Problem description>
Retype each record exactly; no pictures.

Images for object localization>
┌────────

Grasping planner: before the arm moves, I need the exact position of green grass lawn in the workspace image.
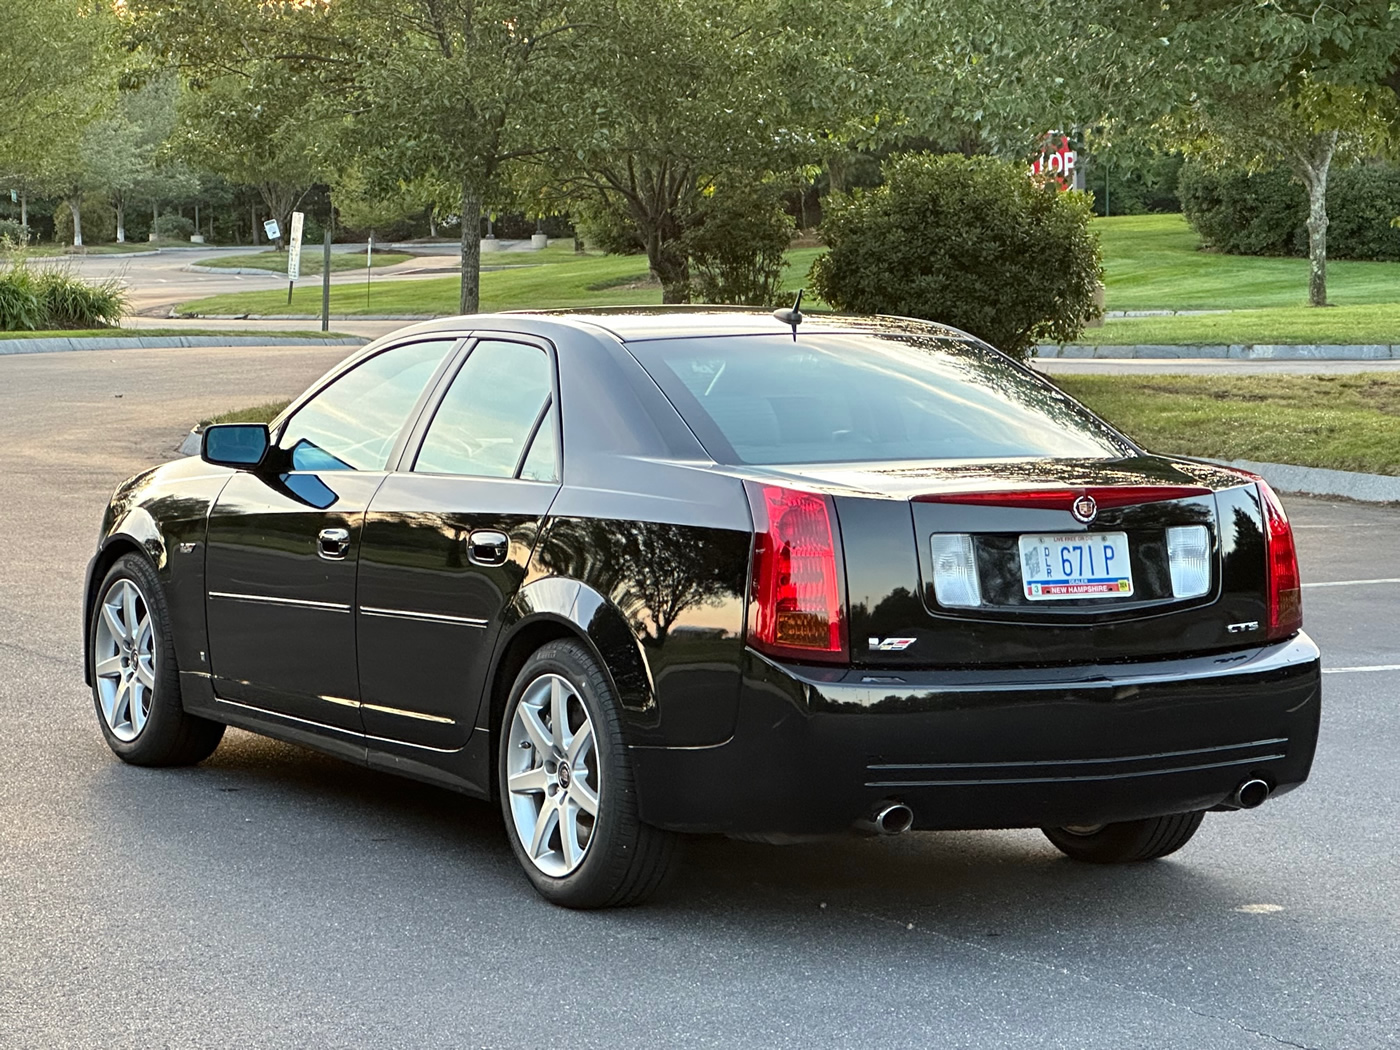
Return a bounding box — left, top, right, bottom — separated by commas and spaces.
0, 327, 356, 340
202, 400, 293, 427
1092, 303, 1400, 346
178, 247, 824, 317
199, 250, 413, 274
1055, 373, 1400, 475
1098, 214, 1400, 311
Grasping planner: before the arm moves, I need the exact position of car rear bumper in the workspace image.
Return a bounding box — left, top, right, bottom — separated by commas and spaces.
630, 634, 1322, 834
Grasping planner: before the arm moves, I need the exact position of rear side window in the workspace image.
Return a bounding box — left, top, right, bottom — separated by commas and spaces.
627, 333, 1131, 465
413, 340, 556, 479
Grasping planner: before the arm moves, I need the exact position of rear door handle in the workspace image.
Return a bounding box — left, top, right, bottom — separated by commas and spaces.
318, 527, 351, 560
466, 529, 510, 567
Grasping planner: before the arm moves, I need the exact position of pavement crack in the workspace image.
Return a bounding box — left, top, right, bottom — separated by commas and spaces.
0, 636, 76, 672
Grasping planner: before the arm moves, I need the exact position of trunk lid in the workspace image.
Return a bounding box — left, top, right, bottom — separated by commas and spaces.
757, 456, 1270, 669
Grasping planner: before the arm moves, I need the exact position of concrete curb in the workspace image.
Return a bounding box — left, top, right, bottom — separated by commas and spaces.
184, 264, 288, 275
1219, 459, 1400, 504
0, 334, 367, 355
1039, 343, 1400, 360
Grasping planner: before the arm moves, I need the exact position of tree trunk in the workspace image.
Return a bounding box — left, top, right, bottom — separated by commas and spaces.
459, 178, 482, 314
428, 205, 437, 238
69, 196, 83, 247
115, 200, 125, 243
645, 228, 689, 304
153, 200, 159, 241
1295, 130, 1339, 308
251, 205, 259, 246
19, 191, 26, 229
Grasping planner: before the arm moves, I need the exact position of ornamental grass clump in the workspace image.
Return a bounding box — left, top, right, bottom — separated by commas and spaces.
0, 249, 127, 330
810, 153, 1103, 359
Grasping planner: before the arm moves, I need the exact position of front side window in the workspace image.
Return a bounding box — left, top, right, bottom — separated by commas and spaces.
278, 340, 456, 471
414, 340, 556, 479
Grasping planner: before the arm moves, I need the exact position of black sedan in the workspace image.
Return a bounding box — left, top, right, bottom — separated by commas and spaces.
84, 309, 1320, 907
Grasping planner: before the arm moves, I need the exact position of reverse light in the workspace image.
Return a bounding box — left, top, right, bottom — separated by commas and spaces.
929, 533, 982, 608
1259, 480, 1302, 639
745, 483, 848, 663
1166, 525, 1211, 599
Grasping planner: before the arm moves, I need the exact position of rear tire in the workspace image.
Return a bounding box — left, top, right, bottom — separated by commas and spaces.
89, 553, 224, 767
1042, 811, 1205, 864
498, 639, 678, 908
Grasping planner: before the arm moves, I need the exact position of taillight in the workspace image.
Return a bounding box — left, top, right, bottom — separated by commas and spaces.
745, 482, 848, 663
1259, 481, 1302, 639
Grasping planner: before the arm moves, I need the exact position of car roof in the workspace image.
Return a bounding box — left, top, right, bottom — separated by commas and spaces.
387, 306, 976, 344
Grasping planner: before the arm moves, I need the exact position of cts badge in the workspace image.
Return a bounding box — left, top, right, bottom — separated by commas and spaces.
869, 637, 916, 651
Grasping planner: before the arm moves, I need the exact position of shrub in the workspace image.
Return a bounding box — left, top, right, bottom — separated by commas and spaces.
1179, 160, 1400, 261
1178, 162, 1304, 256
52, 198, 117, 245
686, 182, 794, 307
0, 219, 31, 245
0, 261, 43, 330
0, 256, 127, 330
154, 213, 196, 240
34, 267, 127, 327
1325, 166, 1400, 261
809, 153, 1102, 359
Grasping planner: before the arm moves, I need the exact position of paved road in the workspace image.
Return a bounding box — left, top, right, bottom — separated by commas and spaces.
2, 346, 1397, 1049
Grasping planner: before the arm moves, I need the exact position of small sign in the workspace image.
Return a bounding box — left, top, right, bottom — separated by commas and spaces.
8, 189, 15, 204
1029, 133, 1083, 192
263, 218, 281, 241
286, 211, 305, 281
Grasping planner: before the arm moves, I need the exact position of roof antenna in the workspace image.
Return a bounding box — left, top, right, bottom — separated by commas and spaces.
773, 289, 804, 340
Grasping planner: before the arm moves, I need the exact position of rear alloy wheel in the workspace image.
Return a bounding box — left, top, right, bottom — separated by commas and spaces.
1042, 811, 1206, 864
90, 553, 224, 766
499, 639, 677, 908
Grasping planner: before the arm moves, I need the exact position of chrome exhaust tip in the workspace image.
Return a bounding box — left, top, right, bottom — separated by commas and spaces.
856, 801, 915, 836
1231, 778, 1271, 810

└────────

Task output>
Grasping planner: before the arm moves, I need the exact position of green grass lawn in the workspace image.
Return a bounding box — left, top, right, bottom — separated by commas and spaces.
0, 327, 356, 340
202, 400, 293, 427
1092, 303, 1400, 346
178, 247, 824, 317
199, 250, 413, 274
1055, 373, 1400, 475
1098, 214, 1400, 311
Grasping planner: before the arm moves, I need the exact position of car rear bumper in the workspace image.
Return a bounding box — left, top, right, bottom — separated by commas and spaces.
630, 634, 1322, 834
Grasping planner: before the arm moves, I need the exact position of rear side window in the workspace image.
Return a bounding box — left, top, right, bottom — separated by commas and spaces.
627, 333, 1131, 465
413, 340, 556, 479
Grasping planner: before the arm moves, I need the exact position of rear door handle in the workspace image.
Return a bounding box — left, top, right, bottom — separated by commas and spaces.
318, 527, 351, 560
466, 529, 510, 567
Grasping planner: before the arm moves, I need the exact position of pavement crack in the workspace image.
Return a bounding box — left, top, right, bottom — separated by commas and spaces.
0, 636, 76, 672
Grasping planner: before the arm moves, I need the exact position of trunk lid in the workspace image.
Return a bounding box — left, top, right, bottom — separated by commas and spaces.
757, 456, 1270, 669
Grasping planner: before the arm moves, I need the exact position of concrete curb in the workspace image.
Return a bounding box — left, top, right, bottom — separated by commas and spaces.
184, 264, 288, 275
1219, 459, 1400, 504
0, 334, 367, 355
1039, 343, 1400, 360
Grasping planner: before the arm moves, I need the exact position of tree trunk in the workspace image.
Return a bounding box — left, top, right, bottom — separated by commas and spaces.
459, 178, 482, 314
428, 205, 437, 238
69, 196, 83, 247
115, 200, 125, 243
645, 228, 689, 304
153, 200, 159, 241
1295, 130, 1339, 308
251, 205, 259, 246
19, 191, 26, 229
Grasping planner: before the arm moves, I need the exact position of ornamental grass clump in the workspace image.
Return a bounding box — left, top, right, bottom — separated by commas and spaces.
0, 249, 127, 330
810, 153, 1103, 359
Grasping planner: before the arm moves, I need the exact position of front side window in the workspace image.
Return a bounding box — left, top, right, bottom — separated by commas and spaces.
278, 340, 456, 471
414, 340, 556, 479
Grasping planner: before the arm moves, I need the exact position of black sedan in the workspace image.
Return a bounding box — left, top, right, bottom — separated by commas and spaces.
84, 309, 1320, 907
Grasping planner: before the arm moves, I need the exact position of reverse light in the workspace image.
Return a bounding box — left, top, right, bottom — separated by commas and spaces.
929, 533, 982, 608
1259, 480, 1302, 639
745, 483, 848, 663
1166, 525, 1211, 599
Grasping planner: before the arm moves, I need the exact position of rear tire in the workspace image.
Return a bounding box — left, top, right, bottom — separated by commas and spaces.
89, 553, 224, 767
1042, 811, 1205, 864
498, 639, 678, 908
Grasping planner: before the arm moves, I need the exact position of taillight in the workspace image.
Return a bounding box — left, top, right, bottom — separated by commas and spaces.
745, 482, 848, 663
1259, 481, 1302, 639
Grasping planner: before the arm moves, I need the exact position of car roof in the workspace image.
Return a bounding box — left, top, right, bottom — separated by commas and spaces.
387, 306, 976, 344
Grasping planner: before the arm moves, I need the exact position of cts badge in the workspace image.
Return a bounding box — left, top, right, bottom — separated by commas and spaces.
869, 637, 916, 651
Grasping planner: before the arm moves, I need the exact position of shrub in the workspace image.
Return a bounding box — left, top, right, bottom — separated by commas and spaces.
1179, 160, 1400, 261
1178, 162, 1304, 256
52, 198, 117, 245
686, 182, 794, 307
0, 219, 31, 245
0, 261, 43, 330
0, 256, 127, 330
154, 213, 196, 240
34, 267, 127, 327
1325, 166, 1400, 261
809, 153, 1102, 359
Grasping planner: before the arm moves, I need the exact position of paved road in the workspace image.
Return a bounding box — left, top, right, bottom — separated by commas and spaces.
2, 346, 1397, 1049
Grasping planner: before the arm moves, I need the exact position of small sign in the workspace image.
Return a bounding box — left, top, right, bottom — separated by commas and spaces.
8, 189, 15, 204
1029, 133, 1083, 192
263, 218, 281, 241
286, 211, 305, 281
Grasping planner: before the arm moves, I need the exact position of roof antenna in the workspace image.
Return a bounding box — left, top, right, bottom — separated by commas and spaces.
773, 289, 804, 340
Grasping planner: before the arm moves, I need the exact position of rear alloy wheel in the workspace image.
Return a bounding box — left, top, right, bottom — separated by commas and spaces.
1042, 811, 1206, 864
90, 553, 224, 766
499, 639, 677, 908
Grasping planner: before the arm moves, I need the exact position of chrome exhaust tip in the workspace image.
Return a bounding box — left, top, right, bottom — separated by commas and spaces.
856, 801, 915, 836
1231, 778, 1271, 810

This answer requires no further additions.